* Directions
Reproduce only the stretch from the start of the rows through the line containing "point(427, 202)", requests included, offsetting every coordinate in the answers by 31. Leave the requests and their sample points unchanged.

* Material for this task
►
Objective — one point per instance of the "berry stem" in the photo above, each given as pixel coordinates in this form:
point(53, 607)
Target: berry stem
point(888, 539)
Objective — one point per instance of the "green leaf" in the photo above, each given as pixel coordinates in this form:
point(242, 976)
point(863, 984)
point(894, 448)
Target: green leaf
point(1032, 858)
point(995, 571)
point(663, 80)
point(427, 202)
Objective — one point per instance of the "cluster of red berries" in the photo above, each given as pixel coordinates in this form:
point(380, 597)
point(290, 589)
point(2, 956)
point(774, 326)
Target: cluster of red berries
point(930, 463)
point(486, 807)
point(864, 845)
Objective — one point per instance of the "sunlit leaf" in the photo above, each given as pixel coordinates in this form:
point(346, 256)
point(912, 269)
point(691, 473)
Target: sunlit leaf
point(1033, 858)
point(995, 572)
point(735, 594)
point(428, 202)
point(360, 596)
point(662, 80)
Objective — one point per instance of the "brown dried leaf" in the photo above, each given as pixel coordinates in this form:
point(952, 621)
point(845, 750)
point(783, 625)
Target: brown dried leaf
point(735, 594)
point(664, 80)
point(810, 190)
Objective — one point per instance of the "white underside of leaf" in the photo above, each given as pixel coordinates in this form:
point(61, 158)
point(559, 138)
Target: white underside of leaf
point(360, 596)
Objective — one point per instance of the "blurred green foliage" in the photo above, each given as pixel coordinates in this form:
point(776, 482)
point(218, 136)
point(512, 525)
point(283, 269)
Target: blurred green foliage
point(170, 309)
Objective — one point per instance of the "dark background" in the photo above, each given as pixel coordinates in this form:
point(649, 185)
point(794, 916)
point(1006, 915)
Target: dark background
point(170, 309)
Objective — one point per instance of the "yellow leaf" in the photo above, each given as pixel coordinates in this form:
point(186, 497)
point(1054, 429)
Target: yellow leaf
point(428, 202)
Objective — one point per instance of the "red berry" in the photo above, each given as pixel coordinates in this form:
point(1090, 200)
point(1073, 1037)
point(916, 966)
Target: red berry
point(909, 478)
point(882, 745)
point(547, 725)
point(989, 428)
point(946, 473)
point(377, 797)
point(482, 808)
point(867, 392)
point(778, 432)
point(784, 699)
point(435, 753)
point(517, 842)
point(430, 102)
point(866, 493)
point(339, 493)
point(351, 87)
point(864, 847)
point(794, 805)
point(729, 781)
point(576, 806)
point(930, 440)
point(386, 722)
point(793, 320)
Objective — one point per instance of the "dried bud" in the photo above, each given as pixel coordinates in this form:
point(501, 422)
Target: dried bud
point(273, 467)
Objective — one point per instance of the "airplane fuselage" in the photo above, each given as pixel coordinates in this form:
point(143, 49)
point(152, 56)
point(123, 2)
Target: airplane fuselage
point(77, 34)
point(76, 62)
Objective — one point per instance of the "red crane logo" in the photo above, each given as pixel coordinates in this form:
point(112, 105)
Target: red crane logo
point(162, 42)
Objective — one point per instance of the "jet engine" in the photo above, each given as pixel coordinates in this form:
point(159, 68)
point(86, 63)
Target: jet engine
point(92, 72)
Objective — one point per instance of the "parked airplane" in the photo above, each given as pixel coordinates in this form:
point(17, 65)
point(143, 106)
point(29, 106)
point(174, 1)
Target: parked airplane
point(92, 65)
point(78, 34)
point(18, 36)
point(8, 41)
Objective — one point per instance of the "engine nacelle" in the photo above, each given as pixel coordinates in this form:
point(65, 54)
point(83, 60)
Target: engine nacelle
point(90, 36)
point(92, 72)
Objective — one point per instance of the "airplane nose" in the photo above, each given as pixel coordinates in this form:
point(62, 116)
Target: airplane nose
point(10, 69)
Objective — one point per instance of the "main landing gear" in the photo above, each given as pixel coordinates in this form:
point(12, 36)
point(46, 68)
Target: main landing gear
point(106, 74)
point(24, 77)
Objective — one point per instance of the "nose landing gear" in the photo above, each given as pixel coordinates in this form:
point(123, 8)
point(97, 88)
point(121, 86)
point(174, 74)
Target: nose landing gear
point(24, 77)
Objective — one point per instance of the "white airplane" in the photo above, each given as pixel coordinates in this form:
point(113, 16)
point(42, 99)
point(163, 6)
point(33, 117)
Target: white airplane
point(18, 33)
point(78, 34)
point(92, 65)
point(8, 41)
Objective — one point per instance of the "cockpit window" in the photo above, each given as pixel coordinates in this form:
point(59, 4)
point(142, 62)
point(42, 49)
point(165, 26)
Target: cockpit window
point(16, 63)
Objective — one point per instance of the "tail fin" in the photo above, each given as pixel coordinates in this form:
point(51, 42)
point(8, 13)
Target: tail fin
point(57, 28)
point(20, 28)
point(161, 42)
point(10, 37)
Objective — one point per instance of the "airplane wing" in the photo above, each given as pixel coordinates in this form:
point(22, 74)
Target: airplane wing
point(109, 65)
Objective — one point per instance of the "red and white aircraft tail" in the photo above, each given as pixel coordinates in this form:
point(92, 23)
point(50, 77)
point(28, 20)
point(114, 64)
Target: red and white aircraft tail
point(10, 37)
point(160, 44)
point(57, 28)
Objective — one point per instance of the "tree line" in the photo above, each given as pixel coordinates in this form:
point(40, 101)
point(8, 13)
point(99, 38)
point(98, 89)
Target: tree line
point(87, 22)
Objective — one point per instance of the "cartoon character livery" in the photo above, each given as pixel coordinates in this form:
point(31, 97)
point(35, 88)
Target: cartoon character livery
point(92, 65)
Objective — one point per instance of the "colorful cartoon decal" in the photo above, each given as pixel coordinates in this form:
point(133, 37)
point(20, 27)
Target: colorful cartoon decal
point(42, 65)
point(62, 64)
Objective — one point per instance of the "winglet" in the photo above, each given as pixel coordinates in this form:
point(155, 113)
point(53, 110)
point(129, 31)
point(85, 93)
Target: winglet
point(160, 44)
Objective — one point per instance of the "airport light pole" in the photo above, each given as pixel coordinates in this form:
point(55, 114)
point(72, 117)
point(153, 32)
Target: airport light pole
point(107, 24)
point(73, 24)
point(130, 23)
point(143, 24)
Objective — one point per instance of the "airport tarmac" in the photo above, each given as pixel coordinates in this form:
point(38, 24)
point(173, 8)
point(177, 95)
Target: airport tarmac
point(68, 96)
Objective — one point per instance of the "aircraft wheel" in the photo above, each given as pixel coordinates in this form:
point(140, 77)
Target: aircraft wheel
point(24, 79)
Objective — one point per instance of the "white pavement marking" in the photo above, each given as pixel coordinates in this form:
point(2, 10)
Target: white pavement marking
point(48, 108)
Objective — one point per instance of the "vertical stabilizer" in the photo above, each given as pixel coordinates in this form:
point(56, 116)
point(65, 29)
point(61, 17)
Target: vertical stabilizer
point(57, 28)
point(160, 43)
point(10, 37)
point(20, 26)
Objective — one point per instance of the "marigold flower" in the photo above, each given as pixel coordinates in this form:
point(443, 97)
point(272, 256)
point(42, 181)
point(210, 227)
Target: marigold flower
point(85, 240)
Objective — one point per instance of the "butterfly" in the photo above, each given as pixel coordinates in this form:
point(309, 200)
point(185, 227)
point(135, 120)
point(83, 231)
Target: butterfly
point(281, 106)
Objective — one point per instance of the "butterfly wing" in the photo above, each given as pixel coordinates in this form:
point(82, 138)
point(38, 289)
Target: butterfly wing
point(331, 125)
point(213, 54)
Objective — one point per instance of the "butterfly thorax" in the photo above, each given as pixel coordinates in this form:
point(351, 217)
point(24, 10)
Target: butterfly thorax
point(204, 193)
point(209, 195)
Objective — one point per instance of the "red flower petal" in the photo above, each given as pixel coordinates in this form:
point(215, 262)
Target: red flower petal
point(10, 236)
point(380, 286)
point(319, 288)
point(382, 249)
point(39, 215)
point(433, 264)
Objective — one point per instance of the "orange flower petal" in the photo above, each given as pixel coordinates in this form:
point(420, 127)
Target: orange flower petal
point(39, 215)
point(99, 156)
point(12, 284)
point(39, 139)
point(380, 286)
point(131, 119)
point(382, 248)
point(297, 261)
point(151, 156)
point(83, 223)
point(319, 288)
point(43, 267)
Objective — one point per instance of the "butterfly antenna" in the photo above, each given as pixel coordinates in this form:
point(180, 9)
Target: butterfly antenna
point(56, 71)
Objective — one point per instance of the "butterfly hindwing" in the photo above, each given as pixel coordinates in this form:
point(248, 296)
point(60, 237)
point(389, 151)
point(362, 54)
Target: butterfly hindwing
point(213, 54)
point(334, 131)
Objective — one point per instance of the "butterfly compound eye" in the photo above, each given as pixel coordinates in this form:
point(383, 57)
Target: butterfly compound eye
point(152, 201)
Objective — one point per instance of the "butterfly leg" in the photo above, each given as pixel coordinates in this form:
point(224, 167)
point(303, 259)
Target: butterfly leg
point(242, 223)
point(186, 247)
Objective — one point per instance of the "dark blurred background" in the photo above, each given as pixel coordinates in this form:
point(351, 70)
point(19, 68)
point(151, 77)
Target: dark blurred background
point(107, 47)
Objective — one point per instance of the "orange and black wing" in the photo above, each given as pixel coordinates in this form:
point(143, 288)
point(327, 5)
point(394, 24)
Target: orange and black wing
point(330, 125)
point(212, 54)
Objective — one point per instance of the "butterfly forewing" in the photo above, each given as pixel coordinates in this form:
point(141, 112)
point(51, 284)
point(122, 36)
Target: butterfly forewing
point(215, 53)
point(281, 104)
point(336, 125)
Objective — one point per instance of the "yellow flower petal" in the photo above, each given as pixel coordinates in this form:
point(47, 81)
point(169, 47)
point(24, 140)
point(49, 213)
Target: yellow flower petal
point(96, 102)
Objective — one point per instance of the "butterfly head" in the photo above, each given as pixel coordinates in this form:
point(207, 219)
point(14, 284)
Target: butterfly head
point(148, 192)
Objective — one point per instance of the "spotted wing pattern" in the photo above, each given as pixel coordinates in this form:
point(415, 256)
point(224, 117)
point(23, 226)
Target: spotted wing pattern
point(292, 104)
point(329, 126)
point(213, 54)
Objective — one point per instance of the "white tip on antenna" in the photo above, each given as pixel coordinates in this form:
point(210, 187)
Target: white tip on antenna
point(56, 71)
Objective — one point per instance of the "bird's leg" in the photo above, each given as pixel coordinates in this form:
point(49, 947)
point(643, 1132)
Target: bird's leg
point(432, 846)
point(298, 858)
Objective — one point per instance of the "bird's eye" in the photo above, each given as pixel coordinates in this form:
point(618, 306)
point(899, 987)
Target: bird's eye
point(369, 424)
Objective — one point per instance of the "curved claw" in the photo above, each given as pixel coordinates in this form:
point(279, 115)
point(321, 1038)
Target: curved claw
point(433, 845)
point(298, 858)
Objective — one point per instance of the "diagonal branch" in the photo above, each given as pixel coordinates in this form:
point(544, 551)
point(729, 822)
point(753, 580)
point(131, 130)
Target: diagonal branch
◄
* Solution to this problem
Objective — one point per instance of the "berry stem" in the photo above, each given as pixel coordinates in this form:
point(53, 607)
Target: berry stem
point(919, 570)
Objective — one point per instance of the "green leaf" in the photo above, each given as pixel coordinates in this form:
point(242, 976)
point(863, 984)
point(894, 448)
Target: green leaf
point(1063, 889)
point(1026, 602)
point(694, 111)
point(458, 233)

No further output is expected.